-- Text --
########################################

09 Conclusion
Reforming the WTO will require a multifaceted approach and take time. But it remains in the interests of the US and its European partners to sustain the rules-based trading system which they helped to create.
WTO reform has become a buzzword. But modernization does not come in one package. In fact, many different issues, processes and actors will have to be involved. And WTO reform will require time. The need to deal with the COVID-19 pandemic and find a new WTO director-general has stalled wider reform efforts for now, while the upcoming US election in November also means that the WTO’s problems will prove intractable in the near future.
Once the dust has settled, the process of rebuilding the global economy in light of the imperatives amplified by the pandemic, combined with the presence of new leadership at the WTO, could provide much-needed impetus for bold reform. But expectations need to be managed.
The WTO Appellate Body will not return to normal immediately even if there is a change of administration in the US, and in any event its operations would need to restart under an updated format. Many of the US’s concerns regarding the WTO Appellate Body are long-standing, and shared across the political aisle. But in contrast to the position taken by the Trump administration, the US approach would likely shift towards engagement with international allies if Joe Biden wins the election. To reform the WTO Appellate Body, the US stands a better chance of success if it puts forward an explicit proposal for solutions or at least spells out what changes to the Appellate Body it considers acceptable.
As essential as it is to tackle the impasse over the Appellate Body, wider WTO reform will be impossible without also improving transparency and addressing issues related to special and differential treatment for developing countries. The WTO’s functions of administering and monitoring the application of trade rules and settling trade disputes depend largely on whether rules exist and are fit for purpose. Reform will therefore require updating the rulebook to address the needs of global trade in the 21st century. In this regard, the successful negotiation of rules in the areas of e-commerce and digital trade – as well as key initiatives that create greater coherence between trade and sustainability, such as the modernization of fisheries subsidies – could help to reassert the position of the WTO at the heart of the global trading system. WTO members will also have to deal more effectively with the impact of state-owned enterprises on trade and competition – especially given China’s rise and its harmful trade policies and practices – and with industrial subsidies, an area that is becoming more important due to COVID-19.

########################################

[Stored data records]
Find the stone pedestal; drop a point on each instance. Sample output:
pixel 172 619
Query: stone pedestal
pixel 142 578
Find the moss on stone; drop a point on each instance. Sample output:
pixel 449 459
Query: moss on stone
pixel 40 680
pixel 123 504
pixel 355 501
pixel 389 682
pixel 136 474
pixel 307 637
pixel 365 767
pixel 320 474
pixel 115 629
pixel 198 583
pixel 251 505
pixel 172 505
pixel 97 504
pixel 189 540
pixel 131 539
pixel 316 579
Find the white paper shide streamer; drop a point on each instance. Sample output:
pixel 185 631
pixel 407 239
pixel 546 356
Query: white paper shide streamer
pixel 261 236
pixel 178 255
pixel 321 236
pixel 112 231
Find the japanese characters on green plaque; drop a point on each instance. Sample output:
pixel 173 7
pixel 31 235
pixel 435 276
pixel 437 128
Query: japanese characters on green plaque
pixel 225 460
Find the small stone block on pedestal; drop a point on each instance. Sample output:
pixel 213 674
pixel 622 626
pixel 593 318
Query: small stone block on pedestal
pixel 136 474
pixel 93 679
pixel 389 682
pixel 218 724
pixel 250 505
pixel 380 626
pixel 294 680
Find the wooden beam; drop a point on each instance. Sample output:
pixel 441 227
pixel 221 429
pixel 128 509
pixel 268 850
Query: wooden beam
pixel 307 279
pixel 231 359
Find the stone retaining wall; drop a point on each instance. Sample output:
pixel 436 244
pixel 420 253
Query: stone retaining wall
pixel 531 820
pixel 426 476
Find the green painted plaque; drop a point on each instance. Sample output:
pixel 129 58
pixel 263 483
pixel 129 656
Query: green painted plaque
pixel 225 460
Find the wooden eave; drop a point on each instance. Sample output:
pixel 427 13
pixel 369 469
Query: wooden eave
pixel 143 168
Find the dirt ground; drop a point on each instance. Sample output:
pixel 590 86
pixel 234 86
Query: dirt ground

########################################

-- Work instructions --
1) According to the WTO reform conclusion, what has stalled wider reform efforts for now?
2) Write out the portion of the WTO reform conclusion from "09 Conclusion" to "helped to create.", word for word.
These records come from a source unrelated to the text.

-- Results of the exercise --
1) The need to deal with the COVID-19 pandemic and to find a new WTO director-general.

2)
09 Conclusion
Reforming the WTO will require a multifaceted approach and take time. But it remains in the interests of the US and its European partners to sustain the rules-based trading system which they helped to create.